▶ _THE REQUEST_
Copy the data verbatim, from the line containing "carving. Keep it snug." through the line containing "[10,249,1102,860]", including both of those lines.

▶ _Bounding box annotation entries_
- - - - -

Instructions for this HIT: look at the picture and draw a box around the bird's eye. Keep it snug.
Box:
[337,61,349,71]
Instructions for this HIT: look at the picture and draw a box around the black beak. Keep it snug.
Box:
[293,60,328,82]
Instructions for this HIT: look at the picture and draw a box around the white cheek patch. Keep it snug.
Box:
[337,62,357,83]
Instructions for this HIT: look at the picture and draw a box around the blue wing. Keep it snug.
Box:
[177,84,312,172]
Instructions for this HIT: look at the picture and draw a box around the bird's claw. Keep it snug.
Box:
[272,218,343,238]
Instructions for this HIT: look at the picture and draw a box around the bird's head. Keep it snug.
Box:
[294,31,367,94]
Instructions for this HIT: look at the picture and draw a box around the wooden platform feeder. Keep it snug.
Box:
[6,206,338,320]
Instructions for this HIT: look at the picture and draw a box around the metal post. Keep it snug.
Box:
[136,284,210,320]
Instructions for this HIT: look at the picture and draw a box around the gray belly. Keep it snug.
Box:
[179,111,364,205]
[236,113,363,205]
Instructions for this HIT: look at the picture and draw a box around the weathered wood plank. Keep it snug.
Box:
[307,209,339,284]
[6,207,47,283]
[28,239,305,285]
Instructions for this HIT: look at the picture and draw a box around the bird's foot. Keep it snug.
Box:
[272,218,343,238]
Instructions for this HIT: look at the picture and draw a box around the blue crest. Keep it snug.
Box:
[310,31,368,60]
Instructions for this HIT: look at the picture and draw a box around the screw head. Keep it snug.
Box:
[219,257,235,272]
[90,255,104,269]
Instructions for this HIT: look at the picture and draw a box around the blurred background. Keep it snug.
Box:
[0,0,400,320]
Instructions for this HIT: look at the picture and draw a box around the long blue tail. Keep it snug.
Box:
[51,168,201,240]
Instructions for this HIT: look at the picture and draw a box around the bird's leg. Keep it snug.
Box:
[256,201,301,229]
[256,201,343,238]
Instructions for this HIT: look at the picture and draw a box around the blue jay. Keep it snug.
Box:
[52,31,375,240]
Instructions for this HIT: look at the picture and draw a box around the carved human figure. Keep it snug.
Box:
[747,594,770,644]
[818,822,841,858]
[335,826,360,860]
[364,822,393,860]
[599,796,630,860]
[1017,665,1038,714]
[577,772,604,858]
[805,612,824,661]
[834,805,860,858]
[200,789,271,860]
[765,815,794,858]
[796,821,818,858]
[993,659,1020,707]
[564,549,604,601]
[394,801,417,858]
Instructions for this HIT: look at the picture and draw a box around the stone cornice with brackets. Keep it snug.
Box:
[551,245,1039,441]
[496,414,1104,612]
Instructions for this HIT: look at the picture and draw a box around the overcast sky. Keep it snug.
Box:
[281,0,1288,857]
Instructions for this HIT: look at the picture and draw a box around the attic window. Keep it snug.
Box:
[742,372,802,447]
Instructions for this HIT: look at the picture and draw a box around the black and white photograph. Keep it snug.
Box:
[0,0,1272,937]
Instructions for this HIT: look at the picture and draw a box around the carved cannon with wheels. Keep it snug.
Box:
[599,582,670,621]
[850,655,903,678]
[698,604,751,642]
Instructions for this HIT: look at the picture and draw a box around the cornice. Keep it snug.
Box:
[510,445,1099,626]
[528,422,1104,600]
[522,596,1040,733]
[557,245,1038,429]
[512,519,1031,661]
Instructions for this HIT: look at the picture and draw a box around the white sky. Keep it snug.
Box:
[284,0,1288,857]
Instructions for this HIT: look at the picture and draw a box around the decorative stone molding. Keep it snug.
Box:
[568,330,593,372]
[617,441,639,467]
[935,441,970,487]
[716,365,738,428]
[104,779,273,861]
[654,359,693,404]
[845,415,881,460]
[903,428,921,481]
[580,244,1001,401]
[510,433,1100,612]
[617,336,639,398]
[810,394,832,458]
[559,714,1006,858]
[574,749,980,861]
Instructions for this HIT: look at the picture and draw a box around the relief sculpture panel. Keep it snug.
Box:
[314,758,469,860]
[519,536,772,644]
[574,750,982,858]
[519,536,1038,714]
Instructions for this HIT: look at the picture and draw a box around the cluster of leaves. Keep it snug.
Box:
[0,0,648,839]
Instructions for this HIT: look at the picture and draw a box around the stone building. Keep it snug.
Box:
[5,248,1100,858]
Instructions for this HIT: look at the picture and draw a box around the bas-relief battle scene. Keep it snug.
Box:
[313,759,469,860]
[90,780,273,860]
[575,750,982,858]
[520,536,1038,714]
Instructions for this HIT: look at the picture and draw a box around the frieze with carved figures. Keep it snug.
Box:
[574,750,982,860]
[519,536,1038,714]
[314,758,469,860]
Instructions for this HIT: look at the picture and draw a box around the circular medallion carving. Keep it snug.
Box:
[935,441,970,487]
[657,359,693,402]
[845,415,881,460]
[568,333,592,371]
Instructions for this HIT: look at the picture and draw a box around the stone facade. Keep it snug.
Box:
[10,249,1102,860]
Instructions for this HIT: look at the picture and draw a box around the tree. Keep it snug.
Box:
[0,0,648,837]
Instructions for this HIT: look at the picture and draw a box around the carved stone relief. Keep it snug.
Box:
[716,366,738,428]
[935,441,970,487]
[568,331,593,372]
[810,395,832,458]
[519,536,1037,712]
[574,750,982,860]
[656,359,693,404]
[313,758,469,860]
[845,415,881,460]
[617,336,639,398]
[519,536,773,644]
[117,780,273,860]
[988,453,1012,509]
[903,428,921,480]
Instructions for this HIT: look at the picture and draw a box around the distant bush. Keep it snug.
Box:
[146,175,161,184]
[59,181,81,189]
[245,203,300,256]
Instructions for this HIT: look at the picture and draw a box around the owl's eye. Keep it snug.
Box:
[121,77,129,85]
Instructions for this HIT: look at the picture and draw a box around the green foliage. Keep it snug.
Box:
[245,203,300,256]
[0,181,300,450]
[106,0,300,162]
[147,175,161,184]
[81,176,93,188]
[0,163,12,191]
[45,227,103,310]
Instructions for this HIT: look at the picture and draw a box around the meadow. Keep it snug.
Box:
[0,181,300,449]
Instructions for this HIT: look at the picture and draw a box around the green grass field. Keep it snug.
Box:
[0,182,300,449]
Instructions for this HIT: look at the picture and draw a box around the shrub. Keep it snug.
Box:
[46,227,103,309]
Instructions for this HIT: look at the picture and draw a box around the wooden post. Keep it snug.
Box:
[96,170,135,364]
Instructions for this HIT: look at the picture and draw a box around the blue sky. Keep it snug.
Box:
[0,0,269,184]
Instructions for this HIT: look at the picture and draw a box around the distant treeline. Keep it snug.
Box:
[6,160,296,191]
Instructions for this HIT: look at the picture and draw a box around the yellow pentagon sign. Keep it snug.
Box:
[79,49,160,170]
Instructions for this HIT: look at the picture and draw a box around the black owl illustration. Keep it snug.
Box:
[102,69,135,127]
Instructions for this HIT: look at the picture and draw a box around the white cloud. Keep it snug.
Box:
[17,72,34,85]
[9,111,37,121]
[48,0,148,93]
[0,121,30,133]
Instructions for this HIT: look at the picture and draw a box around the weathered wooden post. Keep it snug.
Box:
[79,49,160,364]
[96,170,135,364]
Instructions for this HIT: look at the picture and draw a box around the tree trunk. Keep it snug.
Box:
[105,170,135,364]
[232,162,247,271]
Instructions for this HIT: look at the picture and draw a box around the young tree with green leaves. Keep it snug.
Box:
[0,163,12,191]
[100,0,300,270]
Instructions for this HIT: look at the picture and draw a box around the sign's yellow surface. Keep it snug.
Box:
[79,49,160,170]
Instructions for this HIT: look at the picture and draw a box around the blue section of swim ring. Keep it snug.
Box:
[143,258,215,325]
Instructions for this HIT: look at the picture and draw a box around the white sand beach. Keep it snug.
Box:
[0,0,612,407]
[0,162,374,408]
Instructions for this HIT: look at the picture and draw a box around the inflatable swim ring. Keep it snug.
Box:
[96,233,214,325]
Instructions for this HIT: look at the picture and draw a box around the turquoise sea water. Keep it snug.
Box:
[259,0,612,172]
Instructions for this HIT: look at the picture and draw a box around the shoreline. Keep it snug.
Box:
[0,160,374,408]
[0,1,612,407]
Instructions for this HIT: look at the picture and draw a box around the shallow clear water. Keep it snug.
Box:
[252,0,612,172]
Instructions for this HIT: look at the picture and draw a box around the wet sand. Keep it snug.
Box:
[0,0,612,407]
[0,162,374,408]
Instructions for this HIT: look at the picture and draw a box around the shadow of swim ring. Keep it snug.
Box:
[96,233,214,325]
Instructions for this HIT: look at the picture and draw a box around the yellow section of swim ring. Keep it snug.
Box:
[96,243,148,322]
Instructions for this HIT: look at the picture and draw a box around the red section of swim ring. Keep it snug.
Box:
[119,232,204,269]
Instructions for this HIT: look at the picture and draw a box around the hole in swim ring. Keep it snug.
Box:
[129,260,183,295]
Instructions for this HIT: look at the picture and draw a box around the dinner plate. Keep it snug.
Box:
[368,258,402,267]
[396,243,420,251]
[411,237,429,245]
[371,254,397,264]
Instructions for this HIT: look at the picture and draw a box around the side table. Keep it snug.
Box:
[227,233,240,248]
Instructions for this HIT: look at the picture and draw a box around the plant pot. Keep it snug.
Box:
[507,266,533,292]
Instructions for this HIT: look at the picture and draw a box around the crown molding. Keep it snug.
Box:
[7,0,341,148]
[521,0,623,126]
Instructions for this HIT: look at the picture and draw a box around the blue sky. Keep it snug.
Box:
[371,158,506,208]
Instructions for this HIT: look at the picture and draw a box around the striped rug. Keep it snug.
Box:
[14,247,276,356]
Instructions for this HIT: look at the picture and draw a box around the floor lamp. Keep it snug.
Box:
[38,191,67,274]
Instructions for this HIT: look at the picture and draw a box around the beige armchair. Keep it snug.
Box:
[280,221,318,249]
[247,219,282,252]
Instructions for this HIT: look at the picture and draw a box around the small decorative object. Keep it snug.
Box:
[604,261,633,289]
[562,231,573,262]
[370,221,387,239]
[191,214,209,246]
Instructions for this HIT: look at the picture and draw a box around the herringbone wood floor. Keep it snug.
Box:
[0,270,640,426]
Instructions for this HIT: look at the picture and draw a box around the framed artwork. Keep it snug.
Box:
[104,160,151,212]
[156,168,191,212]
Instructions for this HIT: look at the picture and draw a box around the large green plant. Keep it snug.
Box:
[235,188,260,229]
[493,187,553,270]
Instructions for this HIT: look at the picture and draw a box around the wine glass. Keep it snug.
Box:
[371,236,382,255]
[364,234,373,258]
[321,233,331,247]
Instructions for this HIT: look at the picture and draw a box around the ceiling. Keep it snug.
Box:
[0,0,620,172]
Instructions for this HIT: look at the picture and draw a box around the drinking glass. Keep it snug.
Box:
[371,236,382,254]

- - - - -

▶ _SOLVED EXERCISE_
Instructions for this HIT: look at the picture and draw a box around the circular medallion carving. Keep it snug.
Box:
[935,441,970,487]
[657,359,693,402]
[845,415,881,460]
[568,333,592,371]
Instructions for this HIT: look at the picture and draw a box around the stone facade. Keep it snug.
Box:
[10,249,1102,860]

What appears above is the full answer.